▶ Task material
::::::

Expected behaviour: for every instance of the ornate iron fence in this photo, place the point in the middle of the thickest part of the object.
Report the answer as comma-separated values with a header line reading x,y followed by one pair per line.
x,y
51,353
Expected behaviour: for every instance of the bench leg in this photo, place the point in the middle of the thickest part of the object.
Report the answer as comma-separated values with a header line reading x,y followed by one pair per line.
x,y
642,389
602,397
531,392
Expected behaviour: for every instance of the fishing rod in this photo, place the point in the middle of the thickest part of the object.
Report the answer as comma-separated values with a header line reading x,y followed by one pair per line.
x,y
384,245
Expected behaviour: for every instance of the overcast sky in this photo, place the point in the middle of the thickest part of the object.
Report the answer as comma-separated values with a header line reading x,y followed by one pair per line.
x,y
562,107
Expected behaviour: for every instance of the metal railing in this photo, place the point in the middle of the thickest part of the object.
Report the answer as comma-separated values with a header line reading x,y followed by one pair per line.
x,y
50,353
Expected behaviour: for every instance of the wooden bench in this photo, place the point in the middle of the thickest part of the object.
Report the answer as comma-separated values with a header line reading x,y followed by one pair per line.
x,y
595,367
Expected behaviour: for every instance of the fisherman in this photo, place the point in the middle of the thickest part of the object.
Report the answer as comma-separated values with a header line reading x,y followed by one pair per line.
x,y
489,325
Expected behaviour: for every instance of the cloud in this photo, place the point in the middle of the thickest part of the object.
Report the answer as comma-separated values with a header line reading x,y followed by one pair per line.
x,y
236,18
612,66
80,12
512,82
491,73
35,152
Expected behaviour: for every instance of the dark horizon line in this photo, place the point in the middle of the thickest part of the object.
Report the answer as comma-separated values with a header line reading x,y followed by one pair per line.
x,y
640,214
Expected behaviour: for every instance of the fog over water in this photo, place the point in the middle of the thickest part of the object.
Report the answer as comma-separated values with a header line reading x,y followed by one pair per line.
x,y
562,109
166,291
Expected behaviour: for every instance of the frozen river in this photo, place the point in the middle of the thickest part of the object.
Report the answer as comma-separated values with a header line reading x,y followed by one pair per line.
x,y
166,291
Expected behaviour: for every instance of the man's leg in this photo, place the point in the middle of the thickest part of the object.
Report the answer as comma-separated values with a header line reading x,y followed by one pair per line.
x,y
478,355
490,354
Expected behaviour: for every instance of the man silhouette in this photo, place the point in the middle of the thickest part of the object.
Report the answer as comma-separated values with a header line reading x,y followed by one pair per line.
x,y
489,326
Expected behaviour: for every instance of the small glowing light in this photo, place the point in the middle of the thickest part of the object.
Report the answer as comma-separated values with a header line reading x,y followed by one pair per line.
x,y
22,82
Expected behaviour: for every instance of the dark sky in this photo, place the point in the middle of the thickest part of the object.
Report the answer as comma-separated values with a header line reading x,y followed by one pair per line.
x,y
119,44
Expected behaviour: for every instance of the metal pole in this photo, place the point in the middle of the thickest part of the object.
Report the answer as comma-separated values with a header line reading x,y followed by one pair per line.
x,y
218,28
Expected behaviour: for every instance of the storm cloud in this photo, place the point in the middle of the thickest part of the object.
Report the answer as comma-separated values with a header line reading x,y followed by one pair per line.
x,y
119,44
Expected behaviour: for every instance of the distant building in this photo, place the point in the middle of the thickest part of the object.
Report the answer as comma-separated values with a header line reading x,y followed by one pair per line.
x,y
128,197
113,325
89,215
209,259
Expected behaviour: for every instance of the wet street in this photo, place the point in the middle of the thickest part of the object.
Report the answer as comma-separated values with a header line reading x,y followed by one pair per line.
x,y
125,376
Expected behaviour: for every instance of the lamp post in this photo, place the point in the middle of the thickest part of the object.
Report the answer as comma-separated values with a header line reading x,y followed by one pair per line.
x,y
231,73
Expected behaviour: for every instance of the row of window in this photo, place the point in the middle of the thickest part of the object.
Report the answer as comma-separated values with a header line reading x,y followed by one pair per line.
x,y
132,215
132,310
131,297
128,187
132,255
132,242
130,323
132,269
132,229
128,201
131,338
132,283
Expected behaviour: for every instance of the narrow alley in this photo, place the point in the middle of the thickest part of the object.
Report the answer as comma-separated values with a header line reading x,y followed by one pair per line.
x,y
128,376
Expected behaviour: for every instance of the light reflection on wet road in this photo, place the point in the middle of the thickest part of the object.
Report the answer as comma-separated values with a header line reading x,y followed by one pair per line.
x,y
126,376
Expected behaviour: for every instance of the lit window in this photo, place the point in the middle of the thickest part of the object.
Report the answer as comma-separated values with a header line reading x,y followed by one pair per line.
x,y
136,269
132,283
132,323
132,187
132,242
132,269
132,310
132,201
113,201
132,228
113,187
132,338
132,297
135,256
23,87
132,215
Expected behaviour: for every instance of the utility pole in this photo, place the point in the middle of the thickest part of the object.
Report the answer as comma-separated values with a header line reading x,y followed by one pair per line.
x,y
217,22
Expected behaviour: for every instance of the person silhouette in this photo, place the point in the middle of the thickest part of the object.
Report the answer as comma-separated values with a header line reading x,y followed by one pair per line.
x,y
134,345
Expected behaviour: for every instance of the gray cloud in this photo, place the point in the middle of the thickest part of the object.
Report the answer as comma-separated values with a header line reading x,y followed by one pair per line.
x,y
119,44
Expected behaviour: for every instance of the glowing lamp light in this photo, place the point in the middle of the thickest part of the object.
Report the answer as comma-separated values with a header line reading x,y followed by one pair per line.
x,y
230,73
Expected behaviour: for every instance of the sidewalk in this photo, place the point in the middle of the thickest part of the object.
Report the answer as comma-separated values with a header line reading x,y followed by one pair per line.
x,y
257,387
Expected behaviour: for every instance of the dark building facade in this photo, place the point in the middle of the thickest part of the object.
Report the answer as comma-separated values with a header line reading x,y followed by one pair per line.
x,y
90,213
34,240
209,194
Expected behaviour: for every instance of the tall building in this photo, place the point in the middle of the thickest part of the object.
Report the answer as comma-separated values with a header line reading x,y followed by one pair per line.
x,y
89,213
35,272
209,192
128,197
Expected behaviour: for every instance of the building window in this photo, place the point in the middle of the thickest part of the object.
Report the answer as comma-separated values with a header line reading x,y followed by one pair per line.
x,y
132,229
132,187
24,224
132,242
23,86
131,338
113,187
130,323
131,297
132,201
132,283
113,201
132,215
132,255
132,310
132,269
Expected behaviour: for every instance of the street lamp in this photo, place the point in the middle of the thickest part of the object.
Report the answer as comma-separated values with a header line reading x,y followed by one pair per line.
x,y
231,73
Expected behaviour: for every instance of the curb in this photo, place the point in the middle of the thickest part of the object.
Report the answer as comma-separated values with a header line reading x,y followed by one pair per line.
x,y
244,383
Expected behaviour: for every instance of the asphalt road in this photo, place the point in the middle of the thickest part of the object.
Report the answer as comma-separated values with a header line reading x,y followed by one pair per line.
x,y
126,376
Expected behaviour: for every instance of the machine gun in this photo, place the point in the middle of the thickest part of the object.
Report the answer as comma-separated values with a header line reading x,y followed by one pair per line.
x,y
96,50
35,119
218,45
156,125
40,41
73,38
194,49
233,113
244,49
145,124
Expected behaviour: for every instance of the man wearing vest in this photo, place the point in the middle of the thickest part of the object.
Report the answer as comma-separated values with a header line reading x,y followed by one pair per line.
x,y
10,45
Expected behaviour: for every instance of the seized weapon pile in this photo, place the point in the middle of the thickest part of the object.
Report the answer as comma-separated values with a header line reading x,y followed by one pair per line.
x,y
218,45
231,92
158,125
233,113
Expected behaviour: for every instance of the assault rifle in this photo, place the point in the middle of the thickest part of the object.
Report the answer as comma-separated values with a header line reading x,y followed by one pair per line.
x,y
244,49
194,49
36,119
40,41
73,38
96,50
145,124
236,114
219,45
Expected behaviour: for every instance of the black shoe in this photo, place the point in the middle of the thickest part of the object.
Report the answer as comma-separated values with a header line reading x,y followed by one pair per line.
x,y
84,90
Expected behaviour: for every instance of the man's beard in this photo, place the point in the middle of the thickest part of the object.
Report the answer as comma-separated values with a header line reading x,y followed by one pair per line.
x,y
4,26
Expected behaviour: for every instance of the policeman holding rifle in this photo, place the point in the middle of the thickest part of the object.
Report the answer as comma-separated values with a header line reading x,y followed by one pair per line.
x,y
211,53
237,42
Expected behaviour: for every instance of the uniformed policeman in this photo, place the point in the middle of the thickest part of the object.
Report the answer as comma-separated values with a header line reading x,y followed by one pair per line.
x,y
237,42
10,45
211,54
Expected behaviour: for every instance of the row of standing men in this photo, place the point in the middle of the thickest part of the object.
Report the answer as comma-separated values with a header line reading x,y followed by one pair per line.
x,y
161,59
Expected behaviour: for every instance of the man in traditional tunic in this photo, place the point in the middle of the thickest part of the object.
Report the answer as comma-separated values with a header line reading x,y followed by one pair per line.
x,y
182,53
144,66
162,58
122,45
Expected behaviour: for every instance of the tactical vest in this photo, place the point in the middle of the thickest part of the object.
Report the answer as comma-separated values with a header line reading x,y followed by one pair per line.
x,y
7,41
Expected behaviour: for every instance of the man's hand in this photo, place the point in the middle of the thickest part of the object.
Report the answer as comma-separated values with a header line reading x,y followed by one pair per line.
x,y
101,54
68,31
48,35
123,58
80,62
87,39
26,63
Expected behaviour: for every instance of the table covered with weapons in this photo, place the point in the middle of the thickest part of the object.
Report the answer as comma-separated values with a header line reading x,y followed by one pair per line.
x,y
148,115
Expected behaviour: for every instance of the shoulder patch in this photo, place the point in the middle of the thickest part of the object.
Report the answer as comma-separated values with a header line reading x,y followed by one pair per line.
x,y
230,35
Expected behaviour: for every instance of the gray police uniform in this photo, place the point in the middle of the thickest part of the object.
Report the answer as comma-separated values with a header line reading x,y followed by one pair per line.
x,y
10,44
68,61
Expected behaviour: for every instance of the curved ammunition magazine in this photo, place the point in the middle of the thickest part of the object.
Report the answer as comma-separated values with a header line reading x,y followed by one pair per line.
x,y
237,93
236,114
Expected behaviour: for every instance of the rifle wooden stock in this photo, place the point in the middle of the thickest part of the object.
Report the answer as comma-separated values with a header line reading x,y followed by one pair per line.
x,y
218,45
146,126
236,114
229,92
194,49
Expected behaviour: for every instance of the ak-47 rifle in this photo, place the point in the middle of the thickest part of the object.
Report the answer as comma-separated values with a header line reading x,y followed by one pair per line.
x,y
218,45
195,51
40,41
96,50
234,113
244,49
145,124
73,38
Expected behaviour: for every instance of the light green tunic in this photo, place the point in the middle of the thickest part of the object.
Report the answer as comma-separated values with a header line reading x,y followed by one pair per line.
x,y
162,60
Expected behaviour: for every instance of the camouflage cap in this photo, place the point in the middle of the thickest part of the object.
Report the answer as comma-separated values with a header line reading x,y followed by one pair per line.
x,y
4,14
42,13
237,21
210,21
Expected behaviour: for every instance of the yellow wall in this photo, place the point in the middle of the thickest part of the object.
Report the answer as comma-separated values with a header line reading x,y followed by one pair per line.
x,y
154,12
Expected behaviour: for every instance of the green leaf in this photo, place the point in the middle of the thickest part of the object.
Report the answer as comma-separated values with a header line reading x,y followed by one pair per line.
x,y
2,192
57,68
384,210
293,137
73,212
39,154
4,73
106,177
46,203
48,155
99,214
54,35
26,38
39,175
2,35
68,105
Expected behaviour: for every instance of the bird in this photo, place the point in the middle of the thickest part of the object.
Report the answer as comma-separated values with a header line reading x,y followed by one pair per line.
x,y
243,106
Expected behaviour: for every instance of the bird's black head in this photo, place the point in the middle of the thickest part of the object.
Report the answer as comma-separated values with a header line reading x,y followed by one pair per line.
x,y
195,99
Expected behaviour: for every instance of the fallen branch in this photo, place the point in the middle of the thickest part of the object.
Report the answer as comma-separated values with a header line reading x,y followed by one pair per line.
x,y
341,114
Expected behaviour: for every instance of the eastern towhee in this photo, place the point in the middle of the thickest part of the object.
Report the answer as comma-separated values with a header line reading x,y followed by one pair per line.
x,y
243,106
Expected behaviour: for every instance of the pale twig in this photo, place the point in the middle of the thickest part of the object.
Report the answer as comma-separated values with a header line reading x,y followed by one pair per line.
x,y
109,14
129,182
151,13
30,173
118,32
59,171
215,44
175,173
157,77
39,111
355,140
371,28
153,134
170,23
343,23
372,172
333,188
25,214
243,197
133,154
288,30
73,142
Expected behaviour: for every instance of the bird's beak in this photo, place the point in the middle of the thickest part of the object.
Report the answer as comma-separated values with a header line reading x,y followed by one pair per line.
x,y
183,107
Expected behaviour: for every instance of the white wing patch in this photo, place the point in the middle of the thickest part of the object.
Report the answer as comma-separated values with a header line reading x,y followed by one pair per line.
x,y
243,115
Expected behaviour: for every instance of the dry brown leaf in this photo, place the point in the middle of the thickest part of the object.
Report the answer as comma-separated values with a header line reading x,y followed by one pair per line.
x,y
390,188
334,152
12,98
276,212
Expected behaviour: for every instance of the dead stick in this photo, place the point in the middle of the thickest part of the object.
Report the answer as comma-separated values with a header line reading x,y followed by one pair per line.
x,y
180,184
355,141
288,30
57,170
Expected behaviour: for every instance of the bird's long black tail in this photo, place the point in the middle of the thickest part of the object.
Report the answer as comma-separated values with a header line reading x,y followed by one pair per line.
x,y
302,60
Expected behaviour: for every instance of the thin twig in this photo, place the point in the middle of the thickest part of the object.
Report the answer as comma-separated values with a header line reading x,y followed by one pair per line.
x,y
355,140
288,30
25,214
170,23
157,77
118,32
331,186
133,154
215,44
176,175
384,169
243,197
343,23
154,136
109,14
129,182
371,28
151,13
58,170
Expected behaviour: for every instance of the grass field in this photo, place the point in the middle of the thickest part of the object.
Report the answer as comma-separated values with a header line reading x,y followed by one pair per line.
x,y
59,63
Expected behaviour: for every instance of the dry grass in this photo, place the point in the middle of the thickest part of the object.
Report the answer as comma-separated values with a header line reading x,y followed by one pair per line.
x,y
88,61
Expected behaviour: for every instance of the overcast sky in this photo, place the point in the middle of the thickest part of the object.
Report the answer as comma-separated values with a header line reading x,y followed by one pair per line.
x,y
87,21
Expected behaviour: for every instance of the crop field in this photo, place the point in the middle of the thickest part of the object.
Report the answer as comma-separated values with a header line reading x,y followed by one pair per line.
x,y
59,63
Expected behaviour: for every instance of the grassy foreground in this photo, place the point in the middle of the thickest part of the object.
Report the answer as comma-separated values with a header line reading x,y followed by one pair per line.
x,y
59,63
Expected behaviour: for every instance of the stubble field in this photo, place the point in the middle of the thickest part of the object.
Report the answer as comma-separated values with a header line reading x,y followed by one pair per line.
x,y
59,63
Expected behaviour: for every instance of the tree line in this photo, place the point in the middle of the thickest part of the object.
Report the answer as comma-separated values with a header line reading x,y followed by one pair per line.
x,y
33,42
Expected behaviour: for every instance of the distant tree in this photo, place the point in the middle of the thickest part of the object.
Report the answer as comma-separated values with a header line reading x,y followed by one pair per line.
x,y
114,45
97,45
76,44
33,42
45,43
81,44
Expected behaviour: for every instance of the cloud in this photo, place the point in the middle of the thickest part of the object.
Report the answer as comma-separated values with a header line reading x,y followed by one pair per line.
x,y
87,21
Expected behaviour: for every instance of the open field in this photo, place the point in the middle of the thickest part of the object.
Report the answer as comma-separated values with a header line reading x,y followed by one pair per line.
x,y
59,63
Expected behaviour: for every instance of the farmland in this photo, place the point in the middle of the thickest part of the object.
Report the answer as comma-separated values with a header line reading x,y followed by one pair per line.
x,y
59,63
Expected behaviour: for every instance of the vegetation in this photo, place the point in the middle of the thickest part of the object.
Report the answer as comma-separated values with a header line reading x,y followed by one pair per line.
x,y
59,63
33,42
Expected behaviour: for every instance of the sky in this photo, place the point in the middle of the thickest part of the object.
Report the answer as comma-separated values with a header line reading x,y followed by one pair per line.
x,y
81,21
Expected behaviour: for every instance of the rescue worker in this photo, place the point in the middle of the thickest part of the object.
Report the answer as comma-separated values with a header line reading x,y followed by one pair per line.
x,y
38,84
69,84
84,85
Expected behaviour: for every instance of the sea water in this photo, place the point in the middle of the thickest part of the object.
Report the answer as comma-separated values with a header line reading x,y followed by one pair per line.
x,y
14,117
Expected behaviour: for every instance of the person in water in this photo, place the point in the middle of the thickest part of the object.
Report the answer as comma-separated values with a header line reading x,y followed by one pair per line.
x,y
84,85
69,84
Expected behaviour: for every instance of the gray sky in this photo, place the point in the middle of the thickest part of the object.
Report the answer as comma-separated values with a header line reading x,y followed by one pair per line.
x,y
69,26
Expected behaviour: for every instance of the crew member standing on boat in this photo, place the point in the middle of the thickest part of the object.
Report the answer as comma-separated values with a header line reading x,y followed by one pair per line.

::::::

▶ Work to do
Transcribe exactly, and only, the lines from the one bearing "Expected behaviour: for every instance of the gray sky" through the last line of the entries, counting both.

▶ Answer for the task
Expected behaviour: for every instance of the gray sky in this photo, place the point in the middle of the thickest part of the object.
Report the answer as comma-separated values with a header line reading x,y followed by one pair per line.
x,y
69,26
Expected behaviour: for every instance of the crew member standing on boat in this photo, place the point in the middle of the thickest part of the object.
Report the answer as comma-separated values with a header line reading x,y followed by one pair per line.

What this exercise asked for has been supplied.